Written instruction >>
Convert the entries below, from their start through the line containing "97 125 L 96", into a numbered list that skips blank lines. Leave the pictures out of your answer.

● ● ● ● ●

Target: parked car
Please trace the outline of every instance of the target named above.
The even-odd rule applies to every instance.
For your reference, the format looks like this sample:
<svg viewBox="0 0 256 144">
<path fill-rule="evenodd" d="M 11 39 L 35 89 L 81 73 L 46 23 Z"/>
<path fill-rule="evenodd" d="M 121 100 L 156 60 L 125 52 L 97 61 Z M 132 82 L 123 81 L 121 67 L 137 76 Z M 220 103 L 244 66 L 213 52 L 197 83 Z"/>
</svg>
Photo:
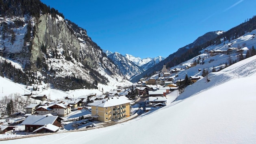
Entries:
<svg viewBox="0 0 256 144">
<path fill-rule="evenodd" d="M 82 124 L 86 124 L 86 121 L 83 121 L 82 122 L 81 122 L 81 123 L 82 123 Z"/>
<path fill-rule="evenodd" d="M 86 128 L 89 128 L 89 127 L 91 127 L 91 125 L 87 125 L 86 126 L 86 127 L 85 127 Z"/>
<path fill-rule="evenodd" d="M 97 125 L 96 125 L 94 123 L 93 123 L 91 124 L 91 127 L 96 127 L 96 126 L 97 126 Z"/>
<path fill-rule="evenodd" d="M 94 120 L 93 119 L 89 119 L 88 120 L 89 121 L 91 122 L 92 121 L 94 121 Z"/>
</svg>

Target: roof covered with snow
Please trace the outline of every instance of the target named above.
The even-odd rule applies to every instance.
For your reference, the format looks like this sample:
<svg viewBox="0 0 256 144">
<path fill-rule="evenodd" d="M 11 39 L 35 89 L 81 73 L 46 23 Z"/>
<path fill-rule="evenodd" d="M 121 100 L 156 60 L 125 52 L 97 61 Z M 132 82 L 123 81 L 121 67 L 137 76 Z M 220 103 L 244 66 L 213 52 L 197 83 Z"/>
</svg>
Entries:
<svg viewBox="0 0 256 144">
<path fill-rule="evenodd" d="M 126 97 L 127 98 L 127 97 Z M 120 97 L 113 97 L 88 104 L 89 106 L 95 106 L 102 108 L 113 106 L 120 104 L 129 103 L 133 101 L 122 98 Z"/>
<path fill-rule="evenodd" d="M 44 125 L 49 123 L 52 124 L 58 117 L 57 116 L 28 116 L 21 125 Z"/>
<path fill-rule="evenodd" d="M 33 131 L 33 132 L 35 132 L 37 131 L 38 131 L 39 130 L 43 129 L 47 129 L 48 130 L 49 130 L 51 131 L 57 131 L 59 129 L 59 127 L 57 127 L 56 125 L 52 125 L 51 124 L 48 124 L 47 125 L 44 125 L 43 126 L 43 127 L 41 127 L 39 128 L 38 128 L 37 129 L 35 130 L 35 131 Z"/>
<path fill-rule="evenodd" d="M 166 102 L 167 99 L 165 97 L 149 97 L 148 100 L 150 102 Z"/>
</svg>

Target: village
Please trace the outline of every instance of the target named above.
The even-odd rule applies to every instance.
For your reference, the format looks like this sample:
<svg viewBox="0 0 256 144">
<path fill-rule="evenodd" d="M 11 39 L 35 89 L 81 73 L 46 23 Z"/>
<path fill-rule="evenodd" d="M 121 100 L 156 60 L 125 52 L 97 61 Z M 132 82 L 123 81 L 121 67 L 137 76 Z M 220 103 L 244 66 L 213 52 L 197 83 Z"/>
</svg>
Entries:
<svg viewBox="0 0 256 144">
<path fill-rule="evenodd" d="M 227 51 L 205 51 L 210 57 L 220 54 L 244 54 L 246 47 L 230 48 Z M 200 63 L 203 62 L 203 60 Z M 179 95 L 179 86 L 184 79 L 175 81 L 179 72 L 197 65 L 196 61 L 184 69 L 167 70 L 165 64 L 161 71 L 150 77 L 141 78 L 130 87 L 121 87 L 106 95 L 91 93 L 87 95 L 67 96 L 63 100 L 49 100 L 46 95 L 24 95 L 40 101 L 26 106 L 26 112 L 13 114 L 0 120 L 0 140 L 36 136 L 43 133 L 87 130 L 127 121 L 141 114 L 166 106 Z M 201 71 L 201 69 L 198 69 Z M 191 84 L 203 78 L 190 76 Z M 8 136 L 7 136 L 7 135 Z"/>
<path fill-rule="evenodd" d="M 26 106 L 24 112 L 17 112 L 0 120 L 0 133 L 8 135 L 7 138 L 22 137 L 86 130 L 126 121 L 164 106 L 178 96 L 176 93 L 167 99 L 167 95 L 178 87 L 165 65 L 159 75 L 162 76 L 156 80 L 142 78 L 130 87 L 120 87 L 107 95 L 91 93 L 76 98 L 67 96 L 61 100 L 49 101 L 46 95 L 26 93 L 27 97 L 41 102 Z"/>
</svg>

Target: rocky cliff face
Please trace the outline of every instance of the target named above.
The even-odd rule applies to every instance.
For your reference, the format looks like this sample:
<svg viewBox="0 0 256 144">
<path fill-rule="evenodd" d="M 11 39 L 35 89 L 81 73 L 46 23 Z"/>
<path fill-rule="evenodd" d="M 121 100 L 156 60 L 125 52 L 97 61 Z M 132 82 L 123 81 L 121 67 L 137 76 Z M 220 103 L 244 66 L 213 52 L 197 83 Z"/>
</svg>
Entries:
<svg viewBox="0 0 256 144">
<path fill-rule="evenodd" d="M 0 18 L 1 55 L 18 61 L 26 70 L 39 72 L 43 81 L 54 83 L 56 78 L 71 77 L 86 80 L 85 88 L 89 88 L 124 79 L 85 30 L 57 15 Z M 14 26 L 17 21 L 21 25 Z"/>
</svg>

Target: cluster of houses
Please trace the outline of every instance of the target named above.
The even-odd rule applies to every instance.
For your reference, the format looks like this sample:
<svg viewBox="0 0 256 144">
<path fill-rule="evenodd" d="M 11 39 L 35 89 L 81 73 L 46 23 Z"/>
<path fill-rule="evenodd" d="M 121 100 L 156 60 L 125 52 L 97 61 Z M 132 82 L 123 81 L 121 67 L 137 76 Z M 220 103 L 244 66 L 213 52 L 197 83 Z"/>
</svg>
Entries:
<svg viewBox="0 0 256 144">
<path fill-rule="evenodd" d="M 0 133 L 10 133 L 19 129 L 24 126 L 26 132 L 54 132 L 61 127 L 61 117 L 67 116 L 73 109 L 82 109 L 85 103 L 88 104 L 91 110 L 91 117 L 95 120 L 104 122 L 111 120 L 120 120 L 131 115 L 130 103 L 124 94 L 129 91 L 121 92 L 117 90 L 110 93 L 108 95 L 98 95 L 91 93 L 87 96 L 81 96 L 76 99 L 69 98 L 51 102 L 43 101 L 43 104 L 30 104 L 26 107 L 25 118 L 19 123 L 1 126 Z M 121 95 L 120 95 L 121 94 Z M 88 97 L 88 98 L 87 98 Z M 89 100 L 89 102 L 86 102 Z"/>
<path fill-rule="evenodd" d="M 213 56 L 220 54 L 229 55 L 236 53 L 246 53 L 248 50 L 247 47 L 244 47 L 241 49 L 239 49 L 237 47 L 230 47 L 227 50 L 211 50 L 208 51 L 207 50 L 205 50 L 205 53 L 208 53 L 209 54 L 210 56 Z"/>
</svg>

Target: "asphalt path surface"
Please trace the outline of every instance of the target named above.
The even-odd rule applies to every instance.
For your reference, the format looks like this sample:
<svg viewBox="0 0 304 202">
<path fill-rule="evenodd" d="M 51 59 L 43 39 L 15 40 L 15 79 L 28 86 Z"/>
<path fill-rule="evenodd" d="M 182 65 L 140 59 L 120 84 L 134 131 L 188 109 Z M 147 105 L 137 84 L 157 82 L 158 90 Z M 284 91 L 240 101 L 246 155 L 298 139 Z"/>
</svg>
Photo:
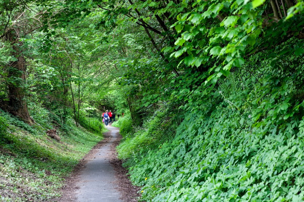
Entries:
<svg viewBox="0 0 304 202">
<path fill-rule="evenodd" d="M 75 196 L 78 201 L 116 202 L 122 201 L 117 190 L 115 171 L 109 162 L 110 147 L 119 138 L 118 129 L 109 125 L 110 135 L 103 141 L 105 144 L 98 148 L 80 174 Z"/>
</svg>

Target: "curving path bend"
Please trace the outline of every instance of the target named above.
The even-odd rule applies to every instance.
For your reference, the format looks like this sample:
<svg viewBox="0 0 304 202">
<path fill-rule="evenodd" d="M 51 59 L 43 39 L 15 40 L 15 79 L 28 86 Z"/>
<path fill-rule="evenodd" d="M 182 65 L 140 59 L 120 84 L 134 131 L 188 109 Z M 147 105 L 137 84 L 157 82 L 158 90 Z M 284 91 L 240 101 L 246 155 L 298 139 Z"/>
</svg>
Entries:
<svg viewBox="0 0 304 202">
<path fill-rule="evenodd" d="M 86 165 L 79 175 L 75 191 L 77 201 L 81 202 L 120 202 L 121 194 L 116 180 L 115 171 L 110 164 L 111 146 L 119 138 L 118 128 L 109 125 L 109 135 L 105 136 L 103 144 Z"/>
</svg>

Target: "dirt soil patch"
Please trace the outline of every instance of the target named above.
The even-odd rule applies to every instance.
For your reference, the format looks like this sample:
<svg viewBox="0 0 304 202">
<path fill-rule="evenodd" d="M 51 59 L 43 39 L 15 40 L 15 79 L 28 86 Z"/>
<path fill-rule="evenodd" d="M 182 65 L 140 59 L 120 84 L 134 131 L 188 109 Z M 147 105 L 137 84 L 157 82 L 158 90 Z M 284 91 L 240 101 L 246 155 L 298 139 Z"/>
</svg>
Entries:
<svg viewBox="0 0 304 202">
<path fill-rule="evenodd" d="M 65 184 L 60 190 L 63 193 L 62 196 L 59 198 L 54 199 L 53 201 L 76 201 L 77 198 L 75 196 L 74 191 L 76 189 L 79 188 L 76 185 L 80 179 L 79 174 L 84 168 L 86 164 L 90 159 L 93 158 L 95 154 L 98 151 L 98 148 L 104 145 L 108 144 L 110 139 L 111 131 L 109 131 L 104 135 L 104 139 L 102 141 L 96 144 L 87 154 L 79 163 L 75 167 L 71 175 L 66 178 Z M 138 193 L 140 189 L 137 187 L 132 185 L 128 178 L 128 171 L 123 167 L 121 161 L 117 157 L 117 151 L 115 148 L 119 144 L 121 136 L 119 135 L 120 138 L 115 142 L 111 146 L 109 152 L 110 159 L 109 162 L 115 171 L 115 175 L 117 180 L 114 183 L 117 184 L 118 190 L 123 196 L 120 199 L 124 201 L 137 201 L 137 199 L 140 196 Z"/>
</svg>

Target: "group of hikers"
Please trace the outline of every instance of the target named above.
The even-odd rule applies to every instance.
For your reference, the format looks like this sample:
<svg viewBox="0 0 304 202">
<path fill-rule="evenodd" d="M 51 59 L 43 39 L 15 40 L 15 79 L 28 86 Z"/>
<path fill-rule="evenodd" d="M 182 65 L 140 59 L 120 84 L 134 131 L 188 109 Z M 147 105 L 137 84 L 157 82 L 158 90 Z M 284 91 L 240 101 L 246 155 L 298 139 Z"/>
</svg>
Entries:
<svg viewBox="0 0 304 202">
<path fill-rule="evenodd" d="M 108 126 L 109 123 L 112 123 L 112 121 L 113 122 L 115 121 L 116 116 L 115 110 L 114 110 L 113 112 L 111 110 L 110 111 L 106 110 L 102 113 L 102 122 L 104 122 L 106 126 Z M 119 114 L 118 114 L 117 116 L 118 118 L 119 118 Z"/>
</svg>

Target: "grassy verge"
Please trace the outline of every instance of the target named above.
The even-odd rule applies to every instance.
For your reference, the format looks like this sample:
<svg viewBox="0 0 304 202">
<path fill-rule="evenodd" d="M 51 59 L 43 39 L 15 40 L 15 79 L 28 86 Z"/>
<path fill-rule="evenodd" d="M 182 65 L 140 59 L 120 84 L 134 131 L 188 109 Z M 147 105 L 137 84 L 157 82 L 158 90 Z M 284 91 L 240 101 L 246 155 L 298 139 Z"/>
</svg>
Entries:
<svg viewBox="0 0 304 202">
<path fill-rule="evenodd" d="M 48 136 L 50 125 L 29 126 L 0 114 L 0 200 L 46 201 L 79 160 L 102 138 L 103 127 L 92 133 L 70 122 L 57 129 L 60 142 Z"/>
</svg>

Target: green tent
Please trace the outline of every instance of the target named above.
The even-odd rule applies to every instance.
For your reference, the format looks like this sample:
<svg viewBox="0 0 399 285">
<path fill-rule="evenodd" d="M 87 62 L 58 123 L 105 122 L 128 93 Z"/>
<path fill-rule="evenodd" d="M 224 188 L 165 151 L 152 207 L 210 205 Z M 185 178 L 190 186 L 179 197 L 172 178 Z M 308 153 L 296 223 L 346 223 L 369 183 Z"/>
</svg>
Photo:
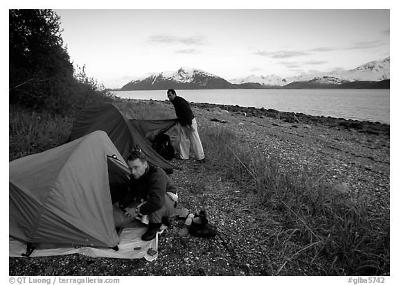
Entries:
<svg viewBox="0 0 399 285">
<path fill-rule="evenodd" d="M 105 132 L 10 162 L 9 175 L 10 239 L 117 249 L 109 185 L 130 172 Z"/>
<path fill-rule="evenodd" d="M 100 104 L 89 107 L 78 114 L 70 139 L 78 139 L 95 130 L 103 130 L 125 160 L 129 152 L 138 146 L 145 154 L 150 164 L 171 173 L 175 166 L 154 150 L 152 141 L 158 135 L 166 132 L 177 123 L 176 119 L 135 120 L 123 114 L 112 104 Z"/>
</svg>

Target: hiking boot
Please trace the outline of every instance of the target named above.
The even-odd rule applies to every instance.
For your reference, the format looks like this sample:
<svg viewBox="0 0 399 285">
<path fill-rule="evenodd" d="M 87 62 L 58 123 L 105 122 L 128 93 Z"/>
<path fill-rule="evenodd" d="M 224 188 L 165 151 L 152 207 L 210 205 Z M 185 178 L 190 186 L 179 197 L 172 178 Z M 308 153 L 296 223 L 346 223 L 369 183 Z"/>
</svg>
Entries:
<svg viewBox="0 0 399 285">
<path fill-rule="evenodd" d="M 201 211 L 200 214 L 194 216 L 188 232 L 194 236 L 211 238 L 216 236 L 218 229 L 215 225 L 208 223 L 205 211 Z"/>
<path fill-rule="evenodd" d="M 161 223 L 148 223 L 148 230 L 141 236 L 143 241 L 151 241 L 157 236 L 157 232 L 161 230 Z"/>
<path fill-rule="evenodd" d="M 172 221 L 168 217 L 162 217 L 162 223 L 169 227 L 172 225 Z"/>
</svg>

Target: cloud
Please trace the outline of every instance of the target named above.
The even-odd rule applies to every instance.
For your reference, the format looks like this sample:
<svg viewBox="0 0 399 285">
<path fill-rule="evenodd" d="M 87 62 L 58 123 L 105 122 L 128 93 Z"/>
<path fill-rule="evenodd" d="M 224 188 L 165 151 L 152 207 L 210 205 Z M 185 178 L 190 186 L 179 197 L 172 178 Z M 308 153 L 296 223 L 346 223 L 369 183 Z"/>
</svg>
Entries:
<svg viewBox="0 0 399 285">
<path fill-rule="evenodd" d="M 308 61 L 301 61 L 301 62 L 278 62 L 279 64 L 284 65 L 288 68 L 293 69 L 293 68 L 301 68 L 303 67 L 304 65 L 320 65 L 324 64 L 325 63 L 328 62 L 327 60 L 308 60 Z"/>
<path fill-rule="evenodd" d="M 387 45 L 387 43 L 378 40 L 369 41 L 369 42 L 359 42 L 355 44 L 346 46 L 342 49 L 351 50 L 351 49 L 374 49 Z"/>
<path fill-rule="evenodd" d="M 310 49 L 310 51 L 332 51 L 341 49 L 336 46 L 321 46 L 316 49 Z"/>
<path fill-rule="evenodd" d="M 152 44 L 203 45 L 203 37 L 177 37 L 170 35 L 157 35 L 149 37 L 147 42 Z"/>
<path fill-rule="evenodd" d="M 258 51 L 253 53 L 257 55 L 269 56 L 272 58 L 289 58 L 300 55 L 308 55 L 309 53 L 305 51 Z"/>
<path fill-rule="evenodd" d="M 175 53 L 195 54 L 195 53 L 200 53 L 200 51 L 195 49 L 181 49 L 179 51 L 176 51 Z"/>
<path fill-rule="evenodd" d="M 381 33 L 382 33 L 382 35 L 391 35 L 391 30 L 382 31 L 381 32 Z"/>
</svg>

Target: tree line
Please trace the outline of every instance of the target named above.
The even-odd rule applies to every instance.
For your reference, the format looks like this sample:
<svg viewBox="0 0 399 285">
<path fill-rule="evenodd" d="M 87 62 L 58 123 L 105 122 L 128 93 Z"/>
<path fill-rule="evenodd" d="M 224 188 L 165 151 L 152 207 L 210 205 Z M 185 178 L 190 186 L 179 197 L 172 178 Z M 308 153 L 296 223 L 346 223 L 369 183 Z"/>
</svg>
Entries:
<svg viewBox="0 0 399 285">
<path fill-rule="evenodd" d="M 55 11 L 10 9 L 8 15 L 10 105 L 70 115 L 111 98 L 85 66 L 74 69 Z"/>
</svg>

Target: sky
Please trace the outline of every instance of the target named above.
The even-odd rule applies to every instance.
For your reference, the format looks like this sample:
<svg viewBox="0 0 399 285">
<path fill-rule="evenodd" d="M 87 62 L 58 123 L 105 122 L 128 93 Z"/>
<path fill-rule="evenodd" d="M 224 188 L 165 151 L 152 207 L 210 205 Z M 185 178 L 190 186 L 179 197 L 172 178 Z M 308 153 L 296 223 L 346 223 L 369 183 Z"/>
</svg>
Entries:
<svg viewBox="0 0 399 285">
<path fill-rule="evenodd" d="M 226 80 L 390 56 L 389 9 L 54 9 L 74 66 L 107 88 L 199 69 Z"/>
</svg>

● ● ● ● ●

Answer to the task >>
1. Target: parked car
2. Please trace the outline of every instance of the target named above.
3. The even-odd rule applies to every instance.
4. For your reference, the format looks like this sample:
5. <svg viewBox="0 0 256 144">
6. <path fill-rule="evenodd" d="M 11 39 L 35 89 L 81 73 L 46 23 Z"/>
7. <path fill-rule="evenodd" d="M 121 100 L 156 60 L 125 52 L 97 61 Z M 132 82 L 123 81 L 121 67 L 137 76 Z M 220 103 L 244 66 L 213 52 L 197 83 Z"/>
8. </svg>
9. Photo:
10. Entries:
11. <svg viewBox="0 0 256 144">
12. <path fill-rule="evenodd" d="M 82 124 L 86 124 L 86 121 L 83 121 L 82 122 L 81 122 L 81 123 L 82 123 Z"/>
13. <path fill-rule="evenodd" d="M 86 128 L 89 128 L 89 127 L 91 127 L 91 125 L 87 125 L 86 126 L 86 127 L 85 127 Z"/>
14. <path fill-rule="evenodd" d="M 97 125 L 96 125 L 94 123 L 93 123 L 91 124 L 91 127 L 96 127 L 96 126 L 97 126 Z"/>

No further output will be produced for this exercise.